Exercise objective —
Show each line in the entries below that contains the string "pastry".

[Stored data]
※
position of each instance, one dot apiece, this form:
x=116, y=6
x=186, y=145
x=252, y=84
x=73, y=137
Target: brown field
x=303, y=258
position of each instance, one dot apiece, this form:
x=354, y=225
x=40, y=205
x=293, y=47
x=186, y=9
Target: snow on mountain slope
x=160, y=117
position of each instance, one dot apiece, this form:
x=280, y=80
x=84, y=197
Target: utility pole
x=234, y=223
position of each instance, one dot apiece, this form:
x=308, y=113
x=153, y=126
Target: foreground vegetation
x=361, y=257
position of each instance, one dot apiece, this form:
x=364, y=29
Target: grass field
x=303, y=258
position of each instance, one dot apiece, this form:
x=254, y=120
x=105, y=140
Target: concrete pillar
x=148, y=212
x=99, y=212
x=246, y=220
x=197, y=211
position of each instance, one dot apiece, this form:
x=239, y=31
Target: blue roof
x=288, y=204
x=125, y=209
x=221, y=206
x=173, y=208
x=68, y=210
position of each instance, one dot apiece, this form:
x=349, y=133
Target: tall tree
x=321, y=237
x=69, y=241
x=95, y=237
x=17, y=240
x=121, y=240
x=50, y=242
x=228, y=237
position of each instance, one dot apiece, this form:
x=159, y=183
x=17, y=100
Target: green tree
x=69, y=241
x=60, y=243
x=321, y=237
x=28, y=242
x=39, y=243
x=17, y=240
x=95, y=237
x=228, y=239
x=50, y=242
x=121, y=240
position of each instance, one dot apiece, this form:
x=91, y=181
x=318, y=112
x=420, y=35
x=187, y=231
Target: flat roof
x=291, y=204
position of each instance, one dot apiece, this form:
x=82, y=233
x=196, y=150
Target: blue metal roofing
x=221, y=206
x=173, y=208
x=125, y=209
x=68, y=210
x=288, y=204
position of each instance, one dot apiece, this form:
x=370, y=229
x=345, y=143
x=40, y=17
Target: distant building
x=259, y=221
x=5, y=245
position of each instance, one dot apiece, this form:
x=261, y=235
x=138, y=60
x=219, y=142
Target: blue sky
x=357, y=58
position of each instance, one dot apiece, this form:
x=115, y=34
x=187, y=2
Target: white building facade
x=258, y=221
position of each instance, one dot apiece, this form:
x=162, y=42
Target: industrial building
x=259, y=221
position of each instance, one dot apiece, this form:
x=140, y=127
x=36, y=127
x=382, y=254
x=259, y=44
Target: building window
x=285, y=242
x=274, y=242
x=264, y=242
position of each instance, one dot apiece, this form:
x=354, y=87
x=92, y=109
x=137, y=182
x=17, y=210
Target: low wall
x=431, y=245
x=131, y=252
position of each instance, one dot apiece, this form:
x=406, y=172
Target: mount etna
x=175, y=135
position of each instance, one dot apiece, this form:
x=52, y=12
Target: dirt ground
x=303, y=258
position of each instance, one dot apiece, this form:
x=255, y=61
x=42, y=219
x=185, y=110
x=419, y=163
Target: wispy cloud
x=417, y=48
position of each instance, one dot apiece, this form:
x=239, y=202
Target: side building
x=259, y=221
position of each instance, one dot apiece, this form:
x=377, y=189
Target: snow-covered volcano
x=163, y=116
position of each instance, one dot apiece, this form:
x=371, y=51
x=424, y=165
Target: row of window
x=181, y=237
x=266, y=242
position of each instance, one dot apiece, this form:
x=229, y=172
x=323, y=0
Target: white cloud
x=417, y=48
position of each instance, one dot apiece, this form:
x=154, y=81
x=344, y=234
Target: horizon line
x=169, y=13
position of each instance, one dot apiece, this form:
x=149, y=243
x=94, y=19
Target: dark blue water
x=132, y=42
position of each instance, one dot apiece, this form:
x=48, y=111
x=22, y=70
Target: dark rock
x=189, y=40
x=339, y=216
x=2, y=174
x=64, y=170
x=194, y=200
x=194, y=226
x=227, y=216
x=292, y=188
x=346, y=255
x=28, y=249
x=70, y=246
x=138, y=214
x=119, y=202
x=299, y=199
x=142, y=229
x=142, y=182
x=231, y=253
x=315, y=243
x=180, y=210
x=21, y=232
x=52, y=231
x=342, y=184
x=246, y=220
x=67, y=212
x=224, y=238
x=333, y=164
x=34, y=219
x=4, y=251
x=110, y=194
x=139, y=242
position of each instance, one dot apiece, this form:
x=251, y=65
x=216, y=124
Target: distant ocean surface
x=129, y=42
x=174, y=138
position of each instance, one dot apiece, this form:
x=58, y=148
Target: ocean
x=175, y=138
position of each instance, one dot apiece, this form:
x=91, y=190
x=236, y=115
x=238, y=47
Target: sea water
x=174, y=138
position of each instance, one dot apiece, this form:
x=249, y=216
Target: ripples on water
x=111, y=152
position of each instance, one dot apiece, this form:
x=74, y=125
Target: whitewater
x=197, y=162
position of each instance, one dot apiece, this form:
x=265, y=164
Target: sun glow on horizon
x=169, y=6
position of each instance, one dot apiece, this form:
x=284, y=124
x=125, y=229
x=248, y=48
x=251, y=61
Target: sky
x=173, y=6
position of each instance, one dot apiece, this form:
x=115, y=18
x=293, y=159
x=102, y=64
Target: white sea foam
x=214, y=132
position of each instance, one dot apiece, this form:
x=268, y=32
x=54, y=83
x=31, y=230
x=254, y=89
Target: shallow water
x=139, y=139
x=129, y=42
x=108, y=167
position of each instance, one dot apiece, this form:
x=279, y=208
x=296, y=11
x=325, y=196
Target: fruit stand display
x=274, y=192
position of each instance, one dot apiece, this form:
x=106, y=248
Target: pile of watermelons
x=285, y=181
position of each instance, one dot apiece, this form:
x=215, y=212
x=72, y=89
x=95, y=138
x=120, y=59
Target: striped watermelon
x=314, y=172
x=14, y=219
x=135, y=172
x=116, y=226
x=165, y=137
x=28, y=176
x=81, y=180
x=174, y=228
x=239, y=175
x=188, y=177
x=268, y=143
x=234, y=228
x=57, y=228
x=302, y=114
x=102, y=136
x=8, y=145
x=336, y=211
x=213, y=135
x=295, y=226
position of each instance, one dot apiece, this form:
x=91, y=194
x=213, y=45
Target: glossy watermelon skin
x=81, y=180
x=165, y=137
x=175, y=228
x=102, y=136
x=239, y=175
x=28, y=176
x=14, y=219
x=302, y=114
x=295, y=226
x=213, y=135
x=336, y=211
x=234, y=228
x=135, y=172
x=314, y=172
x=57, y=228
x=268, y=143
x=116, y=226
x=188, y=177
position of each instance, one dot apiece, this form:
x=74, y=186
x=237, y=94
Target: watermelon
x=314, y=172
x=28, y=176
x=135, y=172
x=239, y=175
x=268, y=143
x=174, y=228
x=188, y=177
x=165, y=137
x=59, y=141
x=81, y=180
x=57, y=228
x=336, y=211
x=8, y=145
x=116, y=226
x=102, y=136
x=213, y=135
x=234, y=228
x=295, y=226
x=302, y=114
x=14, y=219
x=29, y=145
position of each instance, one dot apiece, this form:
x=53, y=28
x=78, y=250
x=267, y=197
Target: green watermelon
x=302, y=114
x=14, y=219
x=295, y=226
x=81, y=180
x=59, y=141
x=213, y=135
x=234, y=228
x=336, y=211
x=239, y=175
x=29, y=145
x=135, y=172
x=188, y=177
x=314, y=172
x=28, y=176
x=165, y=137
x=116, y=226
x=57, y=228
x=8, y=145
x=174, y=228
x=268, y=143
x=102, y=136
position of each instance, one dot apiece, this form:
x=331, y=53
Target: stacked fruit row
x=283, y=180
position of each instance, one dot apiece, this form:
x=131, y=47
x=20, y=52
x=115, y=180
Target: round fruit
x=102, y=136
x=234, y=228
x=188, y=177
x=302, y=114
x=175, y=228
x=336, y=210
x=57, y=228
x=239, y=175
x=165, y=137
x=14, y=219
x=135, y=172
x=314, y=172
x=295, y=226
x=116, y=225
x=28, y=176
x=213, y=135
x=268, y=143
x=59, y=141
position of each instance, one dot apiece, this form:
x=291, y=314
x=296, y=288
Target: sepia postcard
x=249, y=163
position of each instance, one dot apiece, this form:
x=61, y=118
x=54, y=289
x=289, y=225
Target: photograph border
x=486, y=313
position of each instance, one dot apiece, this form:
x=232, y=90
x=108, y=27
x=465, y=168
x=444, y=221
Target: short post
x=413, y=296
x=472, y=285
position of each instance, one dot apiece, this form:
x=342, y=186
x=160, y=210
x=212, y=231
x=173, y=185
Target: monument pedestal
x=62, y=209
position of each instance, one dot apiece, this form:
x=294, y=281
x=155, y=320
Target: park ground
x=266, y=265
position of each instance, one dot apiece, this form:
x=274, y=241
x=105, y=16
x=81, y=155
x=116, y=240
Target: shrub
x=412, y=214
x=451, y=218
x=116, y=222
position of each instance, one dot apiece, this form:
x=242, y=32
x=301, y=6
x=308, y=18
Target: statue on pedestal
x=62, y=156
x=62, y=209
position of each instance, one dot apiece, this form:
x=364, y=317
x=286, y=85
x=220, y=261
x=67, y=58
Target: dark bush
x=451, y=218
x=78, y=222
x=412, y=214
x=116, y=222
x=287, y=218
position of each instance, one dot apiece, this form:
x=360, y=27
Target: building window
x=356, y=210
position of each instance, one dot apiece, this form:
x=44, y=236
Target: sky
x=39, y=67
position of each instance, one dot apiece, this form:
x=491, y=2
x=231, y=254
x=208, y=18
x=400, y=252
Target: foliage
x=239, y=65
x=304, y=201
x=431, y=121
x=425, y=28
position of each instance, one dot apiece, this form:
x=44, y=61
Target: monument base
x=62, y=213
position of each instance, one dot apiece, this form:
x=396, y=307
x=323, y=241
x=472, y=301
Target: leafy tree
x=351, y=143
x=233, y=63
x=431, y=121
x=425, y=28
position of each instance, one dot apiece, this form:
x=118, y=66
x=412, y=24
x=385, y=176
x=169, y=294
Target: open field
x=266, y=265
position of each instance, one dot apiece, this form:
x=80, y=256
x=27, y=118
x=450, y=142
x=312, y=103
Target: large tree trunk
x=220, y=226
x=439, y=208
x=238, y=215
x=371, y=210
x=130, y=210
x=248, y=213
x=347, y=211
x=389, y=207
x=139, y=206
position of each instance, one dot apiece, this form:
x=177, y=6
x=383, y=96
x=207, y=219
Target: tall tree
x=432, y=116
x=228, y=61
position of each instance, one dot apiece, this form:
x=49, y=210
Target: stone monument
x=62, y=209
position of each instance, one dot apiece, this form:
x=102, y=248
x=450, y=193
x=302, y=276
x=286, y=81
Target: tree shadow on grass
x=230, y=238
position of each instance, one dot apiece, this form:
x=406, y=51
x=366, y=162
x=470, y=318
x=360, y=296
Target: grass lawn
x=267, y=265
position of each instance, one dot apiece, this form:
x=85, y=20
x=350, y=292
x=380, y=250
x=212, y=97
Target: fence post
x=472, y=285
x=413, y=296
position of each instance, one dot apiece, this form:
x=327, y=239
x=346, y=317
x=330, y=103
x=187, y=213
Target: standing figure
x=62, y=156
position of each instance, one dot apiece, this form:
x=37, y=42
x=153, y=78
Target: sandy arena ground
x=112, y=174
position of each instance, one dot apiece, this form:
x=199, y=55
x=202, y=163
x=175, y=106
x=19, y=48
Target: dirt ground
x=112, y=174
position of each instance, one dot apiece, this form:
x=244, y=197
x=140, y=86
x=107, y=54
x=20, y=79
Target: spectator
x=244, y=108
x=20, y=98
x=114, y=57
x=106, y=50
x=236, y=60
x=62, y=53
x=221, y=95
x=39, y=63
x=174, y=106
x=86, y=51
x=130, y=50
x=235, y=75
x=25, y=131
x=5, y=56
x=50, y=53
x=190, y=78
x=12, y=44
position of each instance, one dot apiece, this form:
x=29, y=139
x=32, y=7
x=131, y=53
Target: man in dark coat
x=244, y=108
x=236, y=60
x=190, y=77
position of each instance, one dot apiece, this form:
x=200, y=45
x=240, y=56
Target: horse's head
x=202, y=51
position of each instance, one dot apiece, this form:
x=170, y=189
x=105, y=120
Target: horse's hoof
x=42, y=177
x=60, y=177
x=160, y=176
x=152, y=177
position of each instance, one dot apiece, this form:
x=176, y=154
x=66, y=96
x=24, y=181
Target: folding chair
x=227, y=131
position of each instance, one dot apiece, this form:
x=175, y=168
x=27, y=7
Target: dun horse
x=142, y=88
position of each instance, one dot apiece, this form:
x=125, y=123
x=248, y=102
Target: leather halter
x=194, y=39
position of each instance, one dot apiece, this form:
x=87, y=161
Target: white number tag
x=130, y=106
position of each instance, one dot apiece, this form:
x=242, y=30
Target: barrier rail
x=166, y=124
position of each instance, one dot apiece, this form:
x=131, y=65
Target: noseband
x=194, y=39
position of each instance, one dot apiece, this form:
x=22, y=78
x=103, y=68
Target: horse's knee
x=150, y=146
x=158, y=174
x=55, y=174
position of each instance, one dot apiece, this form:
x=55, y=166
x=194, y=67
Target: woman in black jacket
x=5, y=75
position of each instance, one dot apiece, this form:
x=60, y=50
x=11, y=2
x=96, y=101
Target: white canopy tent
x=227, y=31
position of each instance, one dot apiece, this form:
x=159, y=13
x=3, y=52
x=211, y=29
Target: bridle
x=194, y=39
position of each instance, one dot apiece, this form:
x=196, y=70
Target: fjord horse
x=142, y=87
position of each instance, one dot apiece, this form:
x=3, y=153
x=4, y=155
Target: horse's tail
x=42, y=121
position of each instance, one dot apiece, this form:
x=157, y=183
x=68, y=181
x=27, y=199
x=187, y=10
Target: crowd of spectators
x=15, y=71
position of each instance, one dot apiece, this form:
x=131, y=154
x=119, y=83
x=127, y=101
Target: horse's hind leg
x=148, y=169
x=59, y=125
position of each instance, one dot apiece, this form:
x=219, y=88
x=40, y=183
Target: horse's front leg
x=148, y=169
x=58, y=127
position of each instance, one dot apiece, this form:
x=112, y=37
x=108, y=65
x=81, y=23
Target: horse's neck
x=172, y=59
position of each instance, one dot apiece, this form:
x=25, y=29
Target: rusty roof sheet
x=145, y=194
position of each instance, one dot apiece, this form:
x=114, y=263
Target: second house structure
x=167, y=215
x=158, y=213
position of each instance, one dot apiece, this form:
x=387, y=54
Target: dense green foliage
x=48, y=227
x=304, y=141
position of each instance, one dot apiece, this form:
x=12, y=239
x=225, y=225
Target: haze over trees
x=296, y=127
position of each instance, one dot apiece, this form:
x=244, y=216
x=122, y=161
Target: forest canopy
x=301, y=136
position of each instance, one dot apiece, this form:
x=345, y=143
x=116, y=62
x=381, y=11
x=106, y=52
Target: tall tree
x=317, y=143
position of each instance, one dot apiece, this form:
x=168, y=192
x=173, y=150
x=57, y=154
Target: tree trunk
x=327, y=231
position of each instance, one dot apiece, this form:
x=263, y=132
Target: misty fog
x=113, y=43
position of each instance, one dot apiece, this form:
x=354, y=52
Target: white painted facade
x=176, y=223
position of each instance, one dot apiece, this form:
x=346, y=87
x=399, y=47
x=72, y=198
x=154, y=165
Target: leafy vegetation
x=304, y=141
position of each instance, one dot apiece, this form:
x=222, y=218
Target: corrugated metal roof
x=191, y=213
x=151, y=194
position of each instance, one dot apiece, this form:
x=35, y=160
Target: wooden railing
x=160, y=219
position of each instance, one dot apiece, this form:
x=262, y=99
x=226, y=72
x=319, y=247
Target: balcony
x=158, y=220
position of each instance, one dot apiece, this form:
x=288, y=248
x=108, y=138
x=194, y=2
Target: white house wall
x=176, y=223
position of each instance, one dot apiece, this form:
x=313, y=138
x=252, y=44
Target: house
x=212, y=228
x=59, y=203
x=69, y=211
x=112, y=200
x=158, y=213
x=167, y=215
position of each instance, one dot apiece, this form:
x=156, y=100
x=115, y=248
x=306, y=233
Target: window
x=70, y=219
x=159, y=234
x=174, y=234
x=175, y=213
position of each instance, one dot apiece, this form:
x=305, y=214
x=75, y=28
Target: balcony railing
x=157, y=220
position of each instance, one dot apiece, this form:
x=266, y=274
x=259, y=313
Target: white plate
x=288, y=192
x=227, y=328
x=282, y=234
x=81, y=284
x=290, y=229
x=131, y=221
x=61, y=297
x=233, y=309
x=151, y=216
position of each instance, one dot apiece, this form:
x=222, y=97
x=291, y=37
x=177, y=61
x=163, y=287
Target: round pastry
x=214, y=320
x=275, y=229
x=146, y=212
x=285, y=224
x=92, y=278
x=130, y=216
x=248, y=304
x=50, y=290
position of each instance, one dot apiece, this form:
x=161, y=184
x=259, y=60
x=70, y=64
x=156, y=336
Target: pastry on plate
※
Result —
Target: round pastry
Target: pastry on plate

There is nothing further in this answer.